EXERCISE AIM:
How would the sentence "Governments have become far more powerful than their people." from the Bitcoin article read in Spanish?

TEXT:
Bitcoin is the Revolution You've Been Waiting For

David Seaman

Yesterday, President Obama stated that “we tortured some folks” in the aftermath of 9/11. Later in the day, he expressed his full confidence in his CIA Director, a man several pundits have pointed out was supportive of such torture during the Bush administration.

Obama pointed out that torture is against our “values”.

No. A long wait at the grocery store is against our values. Abduction and torture without trial, on the other hand, is illegal.

Warrantless surveillance of the American civilian population, more than a year after Edward Snowden first came out with his “revelations,” is illegal. Using the IRS to intimidate and slow down political opposition is illegal.


Governments have become far more powerful than their people. The NSA, a military agency whose metadata analysis was instrumental in ordering lethal strikes against insurgents in Afghanistan, is now sifting through your — and without a doubt my — emails and text messages. This is so far removed from the American system of checks and balances I learned about in school, and civil liberties enshrined by the Bill of Rights, that is hard to know where to begin in analyzing how we got to this point.

And the tyranny is not limited to the United States. The E.U. has become an economic cage, with prohibitively high taxes and regulations holding back European countries from experiencing the explosion of wealth that American tech entrepreneurs enjoyed pre-9/11. In some of Europe’s once proud nations, such as Spain and Greece, youth unemployment is now in the 50% range. Many young people my age have turned to prostitution and crime to survive there. Not in India or Pakistan. In Western Europe.

If only there were some supranational currency you could safely buy online, with a few clicks, that simultaneously undermines the E.U. and U.S. money printing presses. The surveillance, war, and taxation authority abuse end the moment they can no longer be financed.

And if only that currency were strictly limited in nature, leading to deflationary pressure over time — instead of your money turning into toilet paper, it turns into science fiction currency, valuable beyond belief. That’s what happens when a currency takes off and the keys to the printing press are destroyed.

This is a revolution, make no mistake. The only difference is this revolution has already been endorsed by our masters (the federal government recently auctioned off more than $18,000,000 worth of Bitcoin, and shortly before that Bitcoin was made legal for federal political campaigns). And this revolution, instead of sending participants to the guillotine, sends them to Park Avenue and Beverly Hills. I have zero doubt that many of the people involved in cryptocurrency today, at its birth, will become fabulously rich within the next couple years.

GIVEN DATA:
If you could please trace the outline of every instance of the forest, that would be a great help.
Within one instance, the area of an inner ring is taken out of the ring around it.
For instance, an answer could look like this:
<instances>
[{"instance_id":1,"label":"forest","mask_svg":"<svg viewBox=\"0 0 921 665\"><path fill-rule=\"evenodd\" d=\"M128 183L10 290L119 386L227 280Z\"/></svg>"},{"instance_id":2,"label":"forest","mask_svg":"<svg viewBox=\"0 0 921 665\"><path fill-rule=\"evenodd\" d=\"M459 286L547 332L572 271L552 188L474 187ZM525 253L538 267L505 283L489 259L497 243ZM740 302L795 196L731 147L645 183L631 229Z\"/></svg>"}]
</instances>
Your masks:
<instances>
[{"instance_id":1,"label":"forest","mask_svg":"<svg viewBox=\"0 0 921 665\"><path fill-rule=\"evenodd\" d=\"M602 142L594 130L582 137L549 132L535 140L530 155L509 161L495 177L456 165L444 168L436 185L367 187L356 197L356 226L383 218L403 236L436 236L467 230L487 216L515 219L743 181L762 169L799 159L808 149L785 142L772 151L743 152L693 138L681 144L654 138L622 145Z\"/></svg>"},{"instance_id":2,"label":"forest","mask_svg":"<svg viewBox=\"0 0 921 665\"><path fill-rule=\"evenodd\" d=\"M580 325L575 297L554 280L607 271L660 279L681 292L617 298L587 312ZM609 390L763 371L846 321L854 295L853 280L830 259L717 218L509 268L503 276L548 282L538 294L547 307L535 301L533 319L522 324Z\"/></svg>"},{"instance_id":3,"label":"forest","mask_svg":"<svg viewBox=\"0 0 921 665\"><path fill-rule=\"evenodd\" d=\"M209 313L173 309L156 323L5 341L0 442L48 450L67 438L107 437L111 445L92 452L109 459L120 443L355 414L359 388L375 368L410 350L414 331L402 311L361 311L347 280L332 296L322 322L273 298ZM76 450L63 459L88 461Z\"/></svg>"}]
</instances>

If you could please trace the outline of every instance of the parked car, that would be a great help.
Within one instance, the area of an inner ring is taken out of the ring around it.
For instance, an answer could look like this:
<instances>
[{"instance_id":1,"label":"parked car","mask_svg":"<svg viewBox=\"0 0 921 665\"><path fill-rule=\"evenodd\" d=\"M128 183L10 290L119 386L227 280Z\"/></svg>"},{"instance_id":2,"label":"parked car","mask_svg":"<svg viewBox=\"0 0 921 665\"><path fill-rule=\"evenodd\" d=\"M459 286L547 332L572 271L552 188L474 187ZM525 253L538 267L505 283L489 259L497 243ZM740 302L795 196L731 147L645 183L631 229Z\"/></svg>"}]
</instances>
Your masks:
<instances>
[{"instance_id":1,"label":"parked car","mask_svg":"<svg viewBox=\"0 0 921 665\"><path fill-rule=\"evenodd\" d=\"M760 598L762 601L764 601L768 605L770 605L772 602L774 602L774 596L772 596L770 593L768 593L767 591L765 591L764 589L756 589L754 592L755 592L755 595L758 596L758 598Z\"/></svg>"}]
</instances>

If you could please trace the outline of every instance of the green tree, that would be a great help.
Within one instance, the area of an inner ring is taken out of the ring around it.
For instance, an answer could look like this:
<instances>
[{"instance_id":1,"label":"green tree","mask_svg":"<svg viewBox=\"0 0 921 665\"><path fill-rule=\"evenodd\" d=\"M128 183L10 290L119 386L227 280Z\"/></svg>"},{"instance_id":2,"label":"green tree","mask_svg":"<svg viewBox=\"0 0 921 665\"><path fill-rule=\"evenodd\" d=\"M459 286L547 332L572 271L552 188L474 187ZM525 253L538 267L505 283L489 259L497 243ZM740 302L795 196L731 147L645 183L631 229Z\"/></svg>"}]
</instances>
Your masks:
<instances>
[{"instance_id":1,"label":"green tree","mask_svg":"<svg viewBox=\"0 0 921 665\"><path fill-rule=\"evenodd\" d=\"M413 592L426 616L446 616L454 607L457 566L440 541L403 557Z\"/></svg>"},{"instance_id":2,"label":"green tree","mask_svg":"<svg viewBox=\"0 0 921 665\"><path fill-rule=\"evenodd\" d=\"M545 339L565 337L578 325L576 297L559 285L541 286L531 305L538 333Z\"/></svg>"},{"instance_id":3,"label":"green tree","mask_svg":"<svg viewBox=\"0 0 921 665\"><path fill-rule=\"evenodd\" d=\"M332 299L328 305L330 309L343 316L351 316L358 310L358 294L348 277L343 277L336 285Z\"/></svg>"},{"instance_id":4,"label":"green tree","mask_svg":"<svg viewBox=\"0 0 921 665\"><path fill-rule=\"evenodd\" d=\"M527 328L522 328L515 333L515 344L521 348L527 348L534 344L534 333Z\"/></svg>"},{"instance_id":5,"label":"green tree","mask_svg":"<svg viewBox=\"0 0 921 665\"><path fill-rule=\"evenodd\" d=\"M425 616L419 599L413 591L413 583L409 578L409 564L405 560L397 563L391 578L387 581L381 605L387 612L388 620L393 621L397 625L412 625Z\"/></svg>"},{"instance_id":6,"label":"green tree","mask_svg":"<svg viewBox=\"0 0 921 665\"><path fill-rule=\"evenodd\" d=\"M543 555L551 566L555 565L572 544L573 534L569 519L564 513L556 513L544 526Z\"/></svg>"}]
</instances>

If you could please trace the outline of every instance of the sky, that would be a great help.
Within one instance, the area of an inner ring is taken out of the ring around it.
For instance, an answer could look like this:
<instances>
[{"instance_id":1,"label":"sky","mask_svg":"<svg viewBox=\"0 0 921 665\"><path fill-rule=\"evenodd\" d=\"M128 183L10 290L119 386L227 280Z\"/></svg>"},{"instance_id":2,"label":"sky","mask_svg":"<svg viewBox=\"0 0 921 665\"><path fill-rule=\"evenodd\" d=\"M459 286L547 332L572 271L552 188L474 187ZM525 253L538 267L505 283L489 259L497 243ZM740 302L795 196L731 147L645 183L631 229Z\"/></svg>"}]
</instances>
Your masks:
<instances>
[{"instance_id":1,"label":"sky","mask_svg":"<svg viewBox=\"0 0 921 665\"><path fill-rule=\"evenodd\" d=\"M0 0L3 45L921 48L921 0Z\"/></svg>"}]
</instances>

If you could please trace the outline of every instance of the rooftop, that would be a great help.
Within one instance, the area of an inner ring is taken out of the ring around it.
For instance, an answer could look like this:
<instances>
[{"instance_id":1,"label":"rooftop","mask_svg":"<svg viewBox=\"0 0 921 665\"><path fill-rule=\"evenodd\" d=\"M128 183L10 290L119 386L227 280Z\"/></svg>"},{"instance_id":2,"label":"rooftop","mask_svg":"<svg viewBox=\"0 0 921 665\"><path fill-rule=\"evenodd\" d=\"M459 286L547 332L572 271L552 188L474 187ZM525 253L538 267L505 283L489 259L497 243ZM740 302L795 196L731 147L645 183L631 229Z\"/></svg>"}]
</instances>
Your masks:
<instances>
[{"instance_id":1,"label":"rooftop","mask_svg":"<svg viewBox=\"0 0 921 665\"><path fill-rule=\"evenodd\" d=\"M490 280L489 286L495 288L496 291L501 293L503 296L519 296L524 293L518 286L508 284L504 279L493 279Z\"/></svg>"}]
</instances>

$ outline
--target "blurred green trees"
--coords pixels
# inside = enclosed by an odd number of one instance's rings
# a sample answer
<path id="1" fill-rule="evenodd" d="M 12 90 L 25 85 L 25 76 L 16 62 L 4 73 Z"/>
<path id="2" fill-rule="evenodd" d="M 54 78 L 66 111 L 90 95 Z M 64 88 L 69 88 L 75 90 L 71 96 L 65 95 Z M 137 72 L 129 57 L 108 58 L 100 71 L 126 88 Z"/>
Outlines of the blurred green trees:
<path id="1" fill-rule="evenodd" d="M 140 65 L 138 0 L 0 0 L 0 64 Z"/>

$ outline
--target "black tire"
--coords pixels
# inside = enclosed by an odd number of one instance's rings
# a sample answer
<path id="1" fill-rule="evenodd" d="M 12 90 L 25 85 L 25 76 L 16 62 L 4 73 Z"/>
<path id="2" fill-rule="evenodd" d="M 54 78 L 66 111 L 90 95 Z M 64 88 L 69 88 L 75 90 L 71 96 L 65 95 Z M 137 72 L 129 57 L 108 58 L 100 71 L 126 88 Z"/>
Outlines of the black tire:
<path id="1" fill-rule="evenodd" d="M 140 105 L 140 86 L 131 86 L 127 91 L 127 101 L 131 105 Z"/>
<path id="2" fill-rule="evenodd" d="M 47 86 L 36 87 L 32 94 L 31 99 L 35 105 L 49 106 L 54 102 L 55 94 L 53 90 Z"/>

ANSWER TO THE EXERCISE:
Los gobiernos se han vuelto mucho más poderosos que sus pueblos.